Written request
Count the lines in the records below that contain the word "statue" and give only that number.

Data provided
*-*-*

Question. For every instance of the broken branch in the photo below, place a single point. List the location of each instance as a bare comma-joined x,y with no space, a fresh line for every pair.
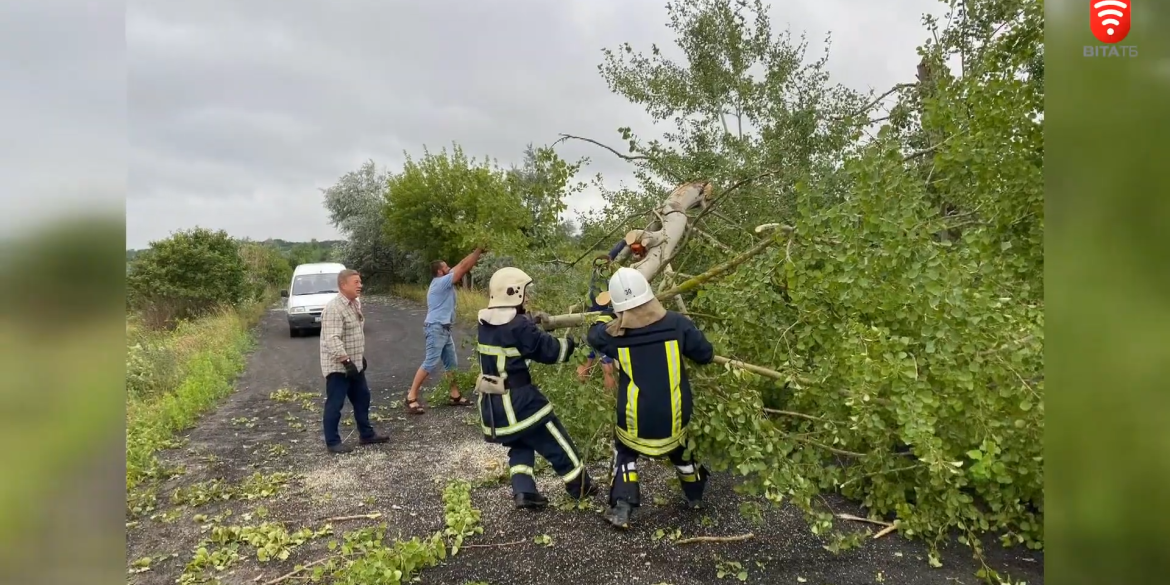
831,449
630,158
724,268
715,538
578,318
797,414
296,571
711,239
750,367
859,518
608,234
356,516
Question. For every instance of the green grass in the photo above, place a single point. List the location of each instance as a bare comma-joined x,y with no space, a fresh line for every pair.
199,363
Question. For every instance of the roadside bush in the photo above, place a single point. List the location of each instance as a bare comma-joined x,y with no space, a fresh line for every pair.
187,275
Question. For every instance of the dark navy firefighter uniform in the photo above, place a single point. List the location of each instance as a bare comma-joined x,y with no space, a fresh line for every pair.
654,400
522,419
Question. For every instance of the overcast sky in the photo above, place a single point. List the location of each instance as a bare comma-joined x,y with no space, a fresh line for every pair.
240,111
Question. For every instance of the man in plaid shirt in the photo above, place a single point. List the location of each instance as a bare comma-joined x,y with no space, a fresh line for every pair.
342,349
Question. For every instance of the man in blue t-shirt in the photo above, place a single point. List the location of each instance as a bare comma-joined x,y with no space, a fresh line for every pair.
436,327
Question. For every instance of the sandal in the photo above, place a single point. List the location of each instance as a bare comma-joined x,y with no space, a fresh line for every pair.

*-*-*

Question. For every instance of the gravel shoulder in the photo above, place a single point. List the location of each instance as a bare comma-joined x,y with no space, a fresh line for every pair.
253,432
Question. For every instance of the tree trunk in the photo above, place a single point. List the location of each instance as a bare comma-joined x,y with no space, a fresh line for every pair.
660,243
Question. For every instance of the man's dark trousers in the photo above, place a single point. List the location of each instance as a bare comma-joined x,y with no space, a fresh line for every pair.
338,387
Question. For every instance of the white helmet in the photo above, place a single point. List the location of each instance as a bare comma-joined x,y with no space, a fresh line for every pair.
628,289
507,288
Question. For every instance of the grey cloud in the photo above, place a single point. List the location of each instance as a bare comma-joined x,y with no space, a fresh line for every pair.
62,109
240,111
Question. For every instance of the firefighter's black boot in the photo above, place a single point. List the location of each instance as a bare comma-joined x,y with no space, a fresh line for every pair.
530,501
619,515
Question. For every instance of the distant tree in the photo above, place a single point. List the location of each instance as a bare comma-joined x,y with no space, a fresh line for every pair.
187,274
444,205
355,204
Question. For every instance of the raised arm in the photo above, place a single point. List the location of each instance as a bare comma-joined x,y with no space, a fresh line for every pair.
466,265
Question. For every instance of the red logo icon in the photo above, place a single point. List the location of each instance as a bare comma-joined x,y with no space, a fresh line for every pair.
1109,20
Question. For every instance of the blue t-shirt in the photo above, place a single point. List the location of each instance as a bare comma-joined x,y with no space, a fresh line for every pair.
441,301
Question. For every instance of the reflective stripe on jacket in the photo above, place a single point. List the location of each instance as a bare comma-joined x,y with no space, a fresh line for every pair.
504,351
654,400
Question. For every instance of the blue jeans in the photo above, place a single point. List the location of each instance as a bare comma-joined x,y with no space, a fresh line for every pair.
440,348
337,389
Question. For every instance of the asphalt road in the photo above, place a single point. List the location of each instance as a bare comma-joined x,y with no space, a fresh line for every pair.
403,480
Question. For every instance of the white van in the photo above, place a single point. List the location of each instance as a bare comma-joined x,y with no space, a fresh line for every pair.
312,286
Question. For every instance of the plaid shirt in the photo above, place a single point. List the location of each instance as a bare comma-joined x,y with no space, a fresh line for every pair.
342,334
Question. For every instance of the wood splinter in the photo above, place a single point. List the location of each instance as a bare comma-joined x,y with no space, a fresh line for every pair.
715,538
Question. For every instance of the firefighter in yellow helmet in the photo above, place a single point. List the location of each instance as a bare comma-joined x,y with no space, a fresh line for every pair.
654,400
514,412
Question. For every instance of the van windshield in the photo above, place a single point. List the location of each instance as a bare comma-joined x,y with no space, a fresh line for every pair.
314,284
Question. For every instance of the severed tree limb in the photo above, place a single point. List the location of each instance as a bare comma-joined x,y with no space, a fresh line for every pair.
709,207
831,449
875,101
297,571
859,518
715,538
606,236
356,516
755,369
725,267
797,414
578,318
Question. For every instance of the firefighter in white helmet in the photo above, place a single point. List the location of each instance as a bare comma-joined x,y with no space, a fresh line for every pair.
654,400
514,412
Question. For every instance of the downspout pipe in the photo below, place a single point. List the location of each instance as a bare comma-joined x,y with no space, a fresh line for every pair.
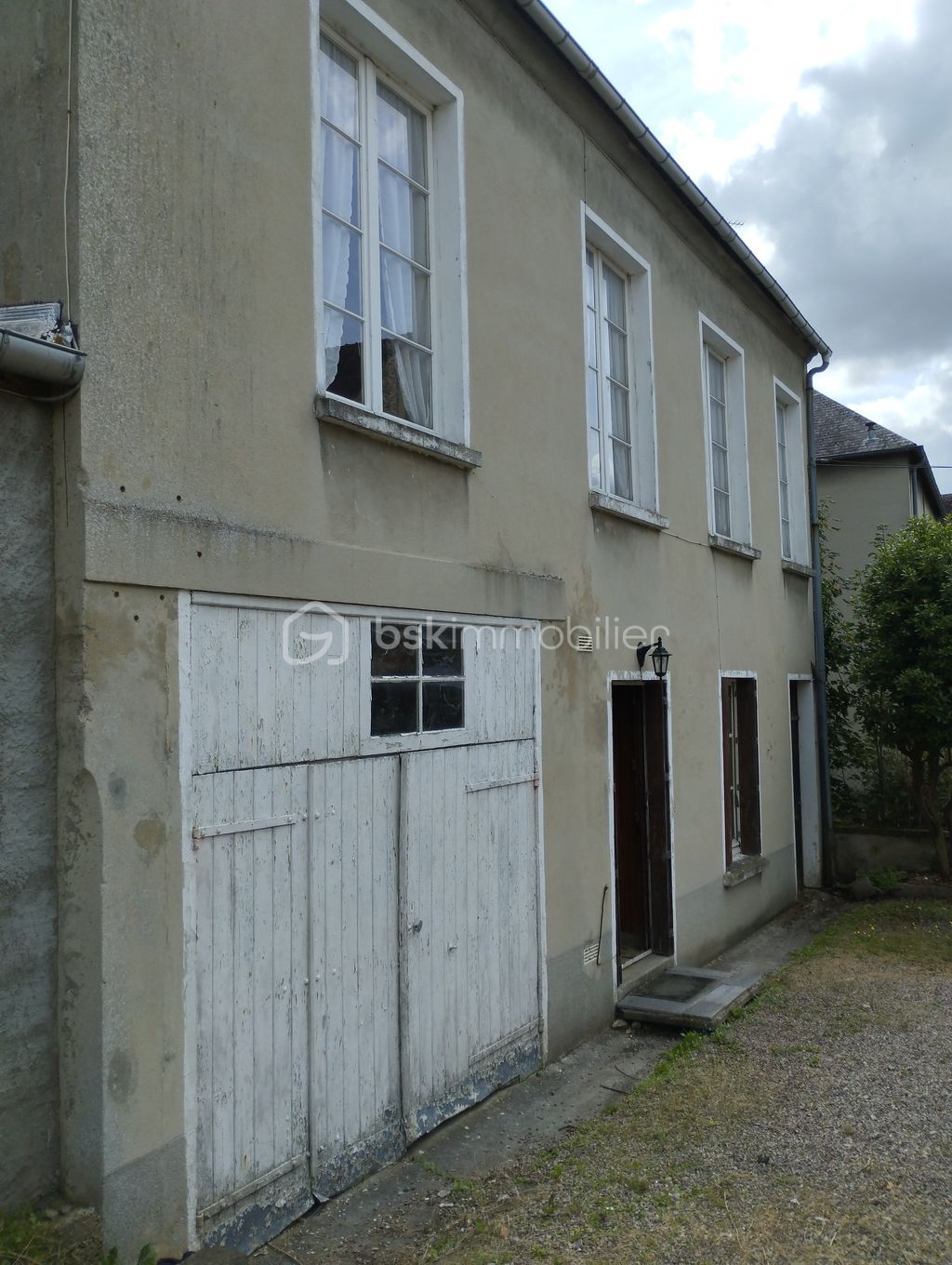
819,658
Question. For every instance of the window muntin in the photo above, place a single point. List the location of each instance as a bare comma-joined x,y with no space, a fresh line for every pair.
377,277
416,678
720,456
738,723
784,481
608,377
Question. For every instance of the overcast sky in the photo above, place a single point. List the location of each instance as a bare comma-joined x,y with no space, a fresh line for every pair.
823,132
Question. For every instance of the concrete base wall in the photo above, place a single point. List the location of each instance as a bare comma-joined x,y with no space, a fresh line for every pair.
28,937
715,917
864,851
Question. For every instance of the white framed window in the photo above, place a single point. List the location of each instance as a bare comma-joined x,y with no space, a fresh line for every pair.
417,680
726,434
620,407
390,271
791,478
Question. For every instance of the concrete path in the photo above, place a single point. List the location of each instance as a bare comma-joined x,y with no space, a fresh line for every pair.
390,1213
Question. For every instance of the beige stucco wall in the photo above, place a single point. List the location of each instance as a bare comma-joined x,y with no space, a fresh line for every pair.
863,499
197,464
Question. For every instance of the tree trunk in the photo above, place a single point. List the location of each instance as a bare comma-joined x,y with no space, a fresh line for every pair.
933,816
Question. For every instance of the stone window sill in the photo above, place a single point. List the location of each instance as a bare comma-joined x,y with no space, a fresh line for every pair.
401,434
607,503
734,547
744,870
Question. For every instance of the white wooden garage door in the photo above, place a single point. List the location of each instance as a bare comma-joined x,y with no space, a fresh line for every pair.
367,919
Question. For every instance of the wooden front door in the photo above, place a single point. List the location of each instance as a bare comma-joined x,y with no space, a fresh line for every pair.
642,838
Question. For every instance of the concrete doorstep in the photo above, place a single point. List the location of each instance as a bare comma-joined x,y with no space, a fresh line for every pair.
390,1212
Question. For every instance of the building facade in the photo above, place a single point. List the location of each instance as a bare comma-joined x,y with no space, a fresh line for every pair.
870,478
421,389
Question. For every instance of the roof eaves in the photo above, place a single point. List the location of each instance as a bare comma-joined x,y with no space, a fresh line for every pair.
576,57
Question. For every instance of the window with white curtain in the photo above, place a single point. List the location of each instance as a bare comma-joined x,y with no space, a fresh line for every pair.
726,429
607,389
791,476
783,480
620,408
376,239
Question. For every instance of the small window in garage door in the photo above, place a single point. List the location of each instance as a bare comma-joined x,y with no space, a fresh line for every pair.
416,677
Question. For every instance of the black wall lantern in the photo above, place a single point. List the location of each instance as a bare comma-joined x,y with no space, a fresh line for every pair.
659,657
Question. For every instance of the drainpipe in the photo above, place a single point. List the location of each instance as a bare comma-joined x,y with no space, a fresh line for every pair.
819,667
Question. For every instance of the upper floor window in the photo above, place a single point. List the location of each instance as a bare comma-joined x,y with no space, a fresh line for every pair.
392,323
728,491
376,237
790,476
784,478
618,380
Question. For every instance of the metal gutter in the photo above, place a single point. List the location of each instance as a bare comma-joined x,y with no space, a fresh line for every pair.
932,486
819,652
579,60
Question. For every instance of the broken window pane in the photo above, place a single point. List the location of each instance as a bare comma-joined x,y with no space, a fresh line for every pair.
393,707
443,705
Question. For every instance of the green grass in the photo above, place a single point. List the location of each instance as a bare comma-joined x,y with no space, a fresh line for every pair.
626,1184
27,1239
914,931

*-*-*

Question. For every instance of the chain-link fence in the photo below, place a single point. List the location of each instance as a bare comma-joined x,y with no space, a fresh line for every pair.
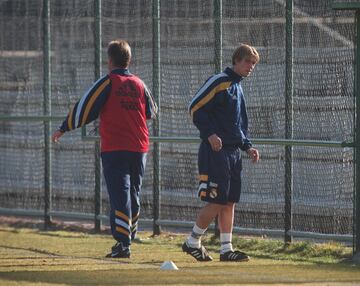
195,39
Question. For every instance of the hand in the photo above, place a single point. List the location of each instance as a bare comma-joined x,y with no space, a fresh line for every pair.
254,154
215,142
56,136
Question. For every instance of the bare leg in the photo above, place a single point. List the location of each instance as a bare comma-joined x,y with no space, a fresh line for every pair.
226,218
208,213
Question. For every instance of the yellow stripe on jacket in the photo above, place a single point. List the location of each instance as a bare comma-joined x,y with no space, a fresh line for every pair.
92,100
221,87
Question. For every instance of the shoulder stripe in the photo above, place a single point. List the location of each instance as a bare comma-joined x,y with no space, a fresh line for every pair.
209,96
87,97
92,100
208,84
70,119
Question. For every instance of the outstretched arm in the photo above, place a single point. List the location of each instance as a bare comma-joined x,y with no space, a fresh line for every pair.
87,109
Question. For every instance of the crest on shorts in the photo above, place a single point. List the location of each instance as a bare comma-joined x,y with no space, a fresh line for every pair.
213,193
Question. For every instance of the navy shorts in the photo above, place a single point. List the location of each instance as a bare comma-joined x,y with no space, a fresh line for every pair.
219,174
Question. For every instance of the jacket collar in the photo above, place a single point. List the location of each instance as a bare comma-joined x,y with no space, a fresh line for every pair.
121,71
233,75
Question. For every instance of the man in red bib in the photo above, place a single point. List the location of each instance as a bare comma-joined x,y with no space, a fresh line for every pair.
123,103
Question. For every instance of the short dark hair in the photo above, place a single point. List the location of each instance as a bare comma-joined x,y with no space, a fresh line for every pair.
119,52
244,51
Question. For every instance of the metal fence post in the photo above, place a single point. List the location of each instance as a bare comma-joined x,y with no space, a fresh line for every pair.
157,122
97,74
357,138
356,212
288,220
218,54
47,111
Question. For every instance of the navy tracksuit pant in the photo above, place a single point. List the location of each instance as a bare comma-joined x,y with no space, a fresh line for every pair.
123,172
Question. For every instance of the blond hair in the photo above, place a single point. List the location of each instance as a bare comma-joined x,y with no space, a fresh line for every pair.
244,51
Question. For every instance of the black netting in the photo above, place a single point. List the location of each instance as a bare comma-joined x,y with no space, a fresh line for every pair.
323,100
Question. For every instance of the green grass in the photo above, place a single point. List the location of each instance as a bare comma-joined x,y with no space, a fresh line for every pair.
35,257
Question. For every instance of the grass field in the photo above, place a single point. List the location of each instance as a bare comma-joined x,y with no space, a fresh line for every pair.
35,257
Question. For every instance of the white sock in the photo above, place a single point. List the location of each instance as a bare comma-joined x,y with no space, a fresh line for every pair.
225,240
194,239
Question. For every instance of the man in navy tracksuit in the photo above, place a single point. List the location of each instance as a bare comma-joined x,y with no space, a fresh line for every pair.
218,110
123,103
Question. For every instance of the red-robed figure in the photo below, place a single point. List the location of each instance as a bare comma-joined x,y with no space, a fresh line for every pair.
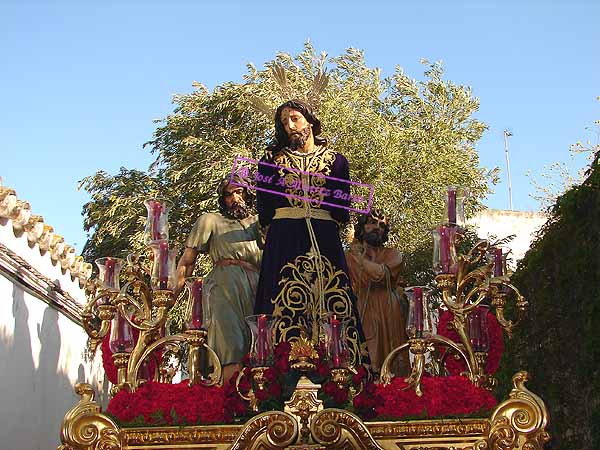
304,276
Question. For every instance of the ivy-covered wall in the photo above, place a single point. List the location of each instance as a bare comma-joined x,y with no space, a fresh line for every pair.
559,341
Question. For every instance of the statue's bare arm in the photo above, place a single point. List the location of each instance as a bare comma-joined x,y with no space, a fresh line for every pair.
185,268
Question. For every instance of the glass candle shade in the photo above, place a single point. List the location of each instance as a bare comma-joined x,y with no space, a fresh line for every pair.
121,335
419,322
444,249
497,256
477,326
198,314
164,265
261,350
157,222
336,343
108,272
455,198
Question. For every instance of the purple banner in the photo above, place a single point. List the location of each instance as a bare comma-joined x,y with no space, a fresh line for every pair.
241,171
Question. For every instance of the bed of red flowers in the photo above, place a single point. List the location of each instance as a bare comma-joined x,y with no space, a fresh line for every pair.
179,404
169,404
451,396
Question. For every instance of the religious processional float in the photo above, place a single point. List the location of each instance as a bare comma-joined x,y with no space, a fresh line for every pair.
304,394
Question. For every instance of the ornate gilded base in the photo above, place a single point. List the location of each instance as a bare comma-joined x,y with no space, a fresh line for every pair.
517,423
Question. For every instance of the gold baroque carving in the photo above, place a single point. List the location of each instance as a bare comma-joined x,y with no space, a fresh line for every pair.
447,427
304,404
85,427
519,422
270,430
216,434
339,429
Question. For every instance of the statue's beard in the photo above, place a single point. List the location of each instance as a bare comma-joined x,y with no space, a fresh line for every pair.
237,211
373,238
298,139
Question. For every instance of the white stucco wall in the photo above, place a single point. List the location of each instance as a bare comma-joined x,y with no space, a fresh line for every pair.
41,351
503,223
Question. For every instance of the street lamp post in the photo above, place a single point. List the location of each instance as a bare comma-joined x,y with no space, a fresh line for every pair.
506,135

*-*-*

Exercise response
2